Start of Data lines

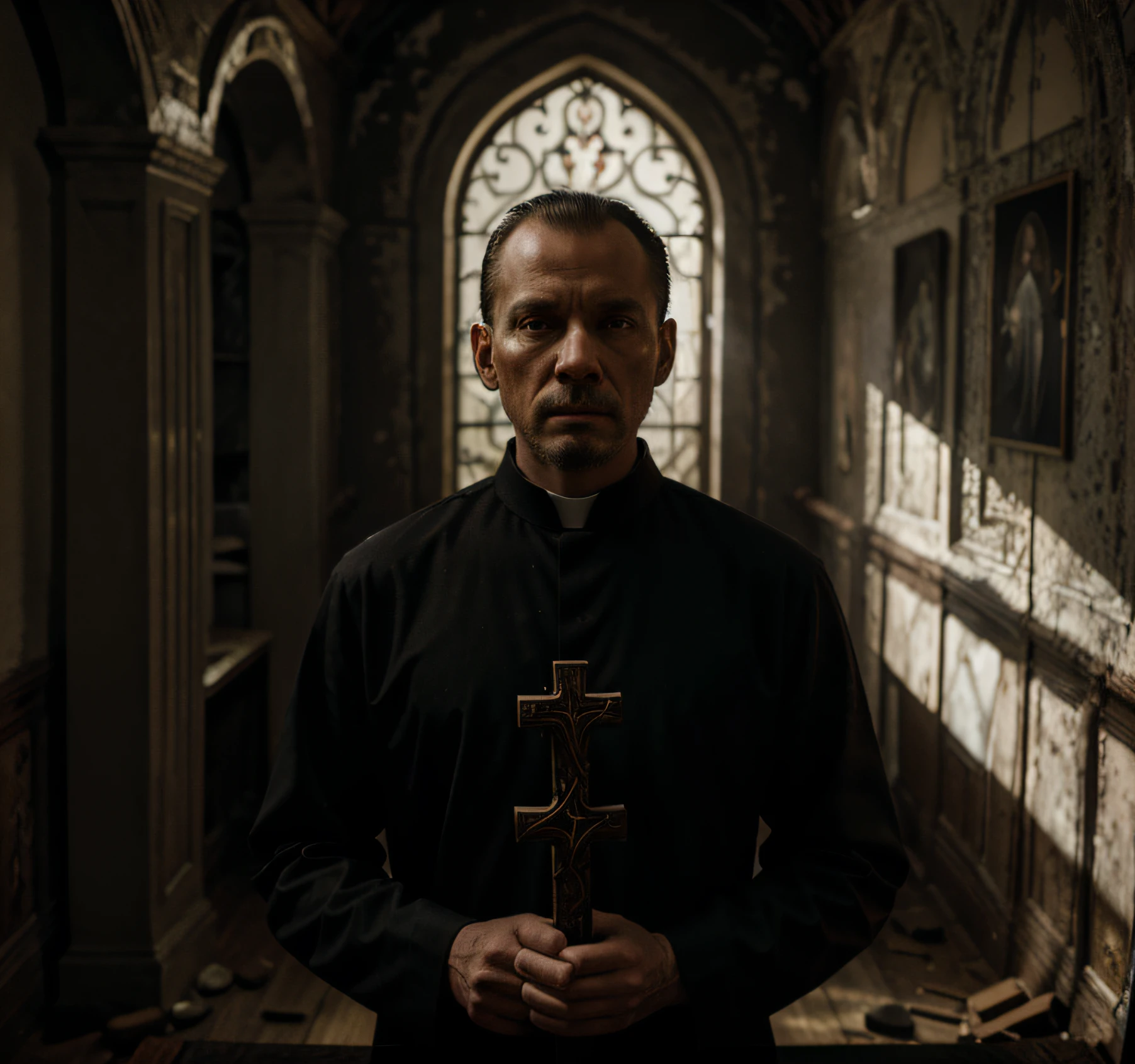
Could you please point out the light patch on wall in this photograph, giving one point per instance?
(1054, 777)
(1074, 598)
(873, 628)
(1114, 865)
(912, 464)
(874, 413)
(912, 641)
(924, 156)
(981, 701)
(971, 675)
(996, 535)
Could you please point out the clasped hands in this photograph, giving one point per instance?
(518, 973)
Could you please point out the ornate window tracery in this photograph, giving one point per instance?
(586, 135)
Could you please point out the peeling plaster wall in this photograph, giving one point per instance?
(999, 578)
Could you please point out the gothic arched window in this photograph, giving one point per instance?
(584, 134)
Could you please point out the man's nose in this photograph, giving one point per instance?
(578, 356)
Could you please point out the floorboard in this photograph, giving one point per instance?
(342, 1022)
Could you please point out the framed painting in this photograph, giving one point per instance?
(1031, 311)
(920, 271)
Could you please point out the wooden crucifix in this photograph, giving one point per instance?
(570, 822)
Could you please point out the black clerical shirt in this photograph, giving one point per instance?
(741, 700)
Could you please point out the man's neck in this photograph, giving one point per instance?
(576, 484)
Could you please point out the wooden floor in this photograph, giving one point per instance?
(834, 1014)
(330, 1019)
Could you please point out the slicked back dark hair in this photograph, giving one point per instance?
(576, 213)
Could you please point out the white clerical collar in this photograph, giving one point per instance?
(573, 512)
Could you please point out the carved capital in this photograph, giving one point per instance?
(296, 221)
(121, 148)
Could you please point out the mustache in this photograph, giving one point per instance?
(577, 396)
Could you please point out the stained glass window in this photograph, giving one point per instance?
(586, 135)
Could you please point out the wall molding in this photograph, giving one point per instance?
(984, 912)
(1068, 667)
(1093, 1013)
(20, 694)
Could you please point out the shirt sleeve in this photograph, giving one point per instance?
(834, 860)
(330, 903)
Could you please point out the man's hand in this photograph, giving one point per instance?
(483, 969)
(617, 982)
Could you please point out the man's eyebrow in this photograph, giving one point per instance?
(535, 306)
(622, 305)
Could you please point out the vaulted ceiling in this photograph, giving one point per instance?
(820, 20)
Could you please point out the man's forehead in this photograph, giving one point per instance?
(534, 244)
(537, 261)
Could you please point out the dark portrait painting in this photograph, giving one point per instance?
(1030, 317)
(920, 267)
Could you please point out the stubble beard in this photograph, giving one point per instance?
(574, 453)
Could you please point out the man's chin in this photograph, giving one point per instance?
(573, 451)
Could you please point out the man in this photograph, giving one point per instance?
(741, 692)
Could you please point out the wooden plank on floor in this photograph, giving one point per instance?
(293, 989)
(807, 1022)
(342, 1022)
(853, 992)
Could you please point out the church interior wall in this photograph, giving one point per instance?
(25, 493)
(989, 586)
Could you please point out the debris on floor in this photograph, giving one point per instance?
(215, 979)
(892, 1020)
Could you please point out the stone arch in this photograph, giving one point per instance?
(1039, 77)
(275, 519)
(586, 65)
(919, 73)
(265, 52)
(681, 96)
(925, 150)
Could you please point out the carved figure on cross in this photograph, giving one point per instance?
(570, 821)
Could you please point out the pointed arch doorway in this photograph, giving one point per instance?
(584, 124)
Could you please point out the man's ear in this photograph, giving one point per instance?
(668, 347)
(480, 337)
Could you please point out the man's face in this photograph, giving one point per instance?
(576, 349)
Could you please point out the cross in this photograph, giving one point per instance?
(569, 821)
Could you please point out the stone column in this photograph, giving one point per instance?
(291, 450)
(135, 213)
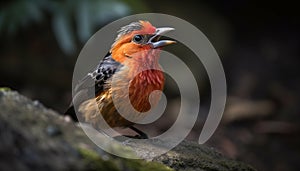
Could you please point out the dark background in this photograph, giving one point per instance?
(258, 43)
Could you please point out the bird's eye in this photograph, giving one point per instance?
(138, 38)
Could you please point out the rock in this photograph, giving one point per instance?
(33, 137)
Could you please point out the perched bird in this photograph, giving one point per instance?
(130, 72)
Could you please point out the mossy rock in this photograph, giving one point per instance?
(33, 137)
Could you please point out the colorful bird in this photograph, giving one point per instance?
(125, 77)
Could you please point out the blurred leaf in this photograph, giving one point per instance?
(63, 32)
(84, 24)
(86, 15)
(19, 14)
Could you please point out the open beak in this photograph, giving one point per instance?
(154, 40)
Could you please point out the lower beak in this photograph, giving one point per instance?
(154, 41)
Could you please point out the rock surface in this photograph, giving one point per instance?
(33, 137)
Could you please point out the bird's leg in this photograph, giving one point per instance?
(141, 135)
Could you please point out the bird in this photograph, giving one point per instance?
(129, 73)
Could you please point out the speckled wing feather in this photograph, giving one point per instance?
(93, 83)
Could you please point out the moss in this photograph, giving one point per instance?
(94, 162)
(5, 89)
(142, 165)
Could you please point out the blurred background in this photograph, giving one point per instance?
(258, 43)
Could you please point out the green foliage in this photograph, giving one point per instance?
(71, 20)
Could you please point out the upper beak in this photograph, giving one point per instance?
(154, 40)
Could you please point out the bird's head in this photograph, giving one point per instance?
(135, 40)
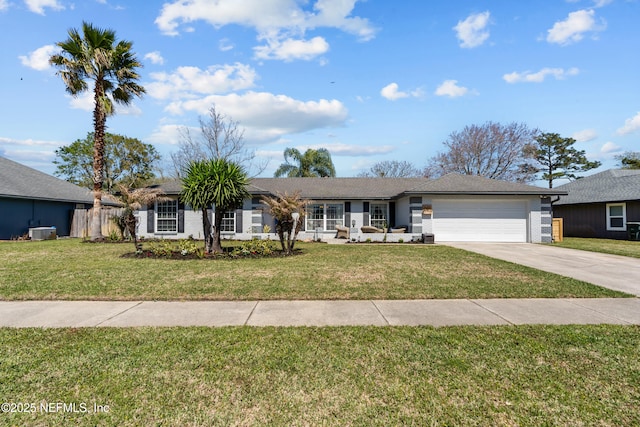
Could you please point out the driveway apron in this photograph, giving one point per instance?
(610, 271)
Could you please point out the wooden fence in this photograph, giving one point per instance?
(81, 222)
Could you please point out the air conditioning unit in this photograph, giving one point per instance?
(42, 233)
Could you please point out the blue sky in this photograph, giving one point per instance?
(368, 80)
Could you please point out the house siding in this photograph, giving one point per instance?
(18, 215)
(590, 219)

End of Data lines

= Problem details =
Your copy should repeat each entry above exactly but contain no pictures.

= Exercise solution =
Could you please point out the light patch on wall in this photograph, giving one point per instance?
(1054, 777)
(1074, 598)
(873, 628)
(1114, 865)
(912, 464)
(874, 413)
(912, 641)
(924, 156)
(981, 701)
(971, 675)
(996, 535)
Could you please point out the clasped hands in this photograph, giving one point per instance?
(518, 973)
Could you please point out the ornate window tracery in this photograph, giving one point per instance?
(586, 135)
Could you please point out the peeling plaster wall in this photograph, giving one point per instance?
(999, 578)
Could you please point out the gothic arched window in this photograph, giving one point per instance?
(584, 134)
Could you please point out the man's nose in this photograph, giving one point per instance?
(578, 356)
Could you please point out the floorboard in this photograph, giving one point per instance?
(342, 1022)
Could you please point out the framed painting in this photograph, giving one point per instance?
(1031, 311)
(920, 271)
Could you please point out the wooden crucifix in this photograph, giving one point per instance?
(570, 822)
Could you please point out the black clerical shirt in this photograph, giving one point per instance?
(741, 700)
Could you please point out the man's neck in this photograph, giving one point per instance?
(576, 484)
Could you please point out the wooden floor in this photograph, giving one point per instance?
(834, 1014)
(330, 1019)
Could you please point out the slicked back dark hair in this photograph, giving one point per instance?
(576, 213)
Could you please point out the white clerical collar in this photograph, giving one point per instance?
(573, 512)
Could you please point out the carved capital in this photograph, giving one point per instance?
(296, 221)
(121, 148)
Could you please point out the mustache in this photograph, giving one point per instance?
(577, 396)
Could you please point out the stained glass window in this photograph, giving one point per instance?
(586, 135)
Could you please point out the wall molding in this photograph, giving one point per instance?
(984, 912)
(1068, 667)
(1093, 1013)
(20, 694)
Could you please point out the shirt sleeve in this photograph, giving one point per instance?
(834, 860)
(330, 903)
Could you please point out the man's hand in this photograph, giving one point per instance?
(483, 969)
(617, 982)
Could you please point out the man's eyebrow in this photograph, giving one point per instance?
(535, 306)
(622, 305)
Could you please point out the vaulted ceiling in this photograph, giving one point per instance?
(820, 20)
Could you please point out the man's forehead in this photograph, giving one point per instance?
(534, 244)
(537, 261)
Could you please point out the dark portrait painting in this photograph, giving one point per instance?
(1030, 317)
(920, 267)
Could you please point out the stubble beard in this photograph, giving one point per instance?
(574, 453)
Could you please point out the man's chin in this photograph, giving one point per instance?
(573, 451)
Could you please point out the man in this photograph, giving one point per instance?
(741, 692)
Could you please point out the wooden plank on floor in this photograph, giving one point per instance?
(293, 989)
(807, 1022)
(342, 1022)
(853, 992)
Could you please point out the church interior wall in this photograph, giving one point per instance?
(25, 493)
(989, 586)
Could you please point out the debris on floor in this photograph, giving one point per instance?
(215, 979)
(892, 1020)
Could you please point out the stone arch in this photograph, giving one point per instance?
(1039, 77)
(275, 519)
(586, 65)
(919, 73)
(265, 52)
(681, 96)
(925, 150)
Could you please point out the carved figure on cross in this photograph, giving one point per instance?
(570, 821)
Could you please point out the pointed arch doorway in this photograph, giving one point per instance?
(584, 124)
Could you please point out the man's ear in this photograph, giving one point per instance?
(668, 347)
(480, 337)
Could you please point out the man's face in this photograph, giving one point per instance?
(576, 349)
Could you please point out the cross in this photograph, giving one point per instance?
(569, 821)
Could you please point out the stone column in this photograph, giving one point per instance?
(291, 450)
(135, 213)
Could you please point out the dark background in this photograph, giving one point per instance?
(258, 43)
Could you please point out the bird's eye in this photograph, giving one point per instance?
(138, 38)
Could you please point out the rock in this photograph, giving one point per instance?
(33, 137)
Could you please point out the perched bird in this photograph, giving one point per instance?
(130, 72)
Could you please point out the mossy rock in this photograph, giving one point per instance?
(33, 137)
Could you please point out the colorful bird in this photograph, giving one point per instance?
(125, 77)
Could you please point out the blurred leaf in this photograph, giving one point per instance?
(63, 32)
(84, 24)
(86, 15)
(19, 14)
Could you please point out the open beak in this photograph, giving one point per instance?
(154, 40)
Could you please point out the lower beak in this photograph, giving one point per instance?
(154, 41)
Could you please point out the rock surface in this photograph, giving one point per instance?
(33, 137)
Could you please point out the bird's leg in this photograph, giving one point per instance?
(141, 135)
Could you please point out the bird in this photograph, giving one point per instance?
(129, 73)
Could you please point out the speckled wing feather in this photograph, giving one point per instance?
(93, 83)
Could you please point out the moss in this photograph, giving one point per instance?
(94, 162)
(5, 89)
(142, 165)
Could you please point out the blurred background in this photograph, giving one point per instance?
(258, 43)
Could you please point out the green foliage in this photograph, giving one point per instance?
(71, 20)
Could you please point out the upper beak in this photograph, giving one point per instance?
(154, 40)
Could you please point out the bird's head in this photograph, giving one point per instance?
(135, 40)
Could you please point out the driveway apron in this photograph, giving one point per instance?
(610, 271)
Could you please point out the wooden fence in this photograph, giving one point per instance?
(81, 222)
Could you please point out the air conditioning unit in this photograph, giving one point per instance?
(42, 233)
Could you please point out the blue sky in this photograph, giving one point per instance?
(368, 80)
Could you please point out the house siding in this photograph, giving one point per instance?
(18, 215)
(590, 219)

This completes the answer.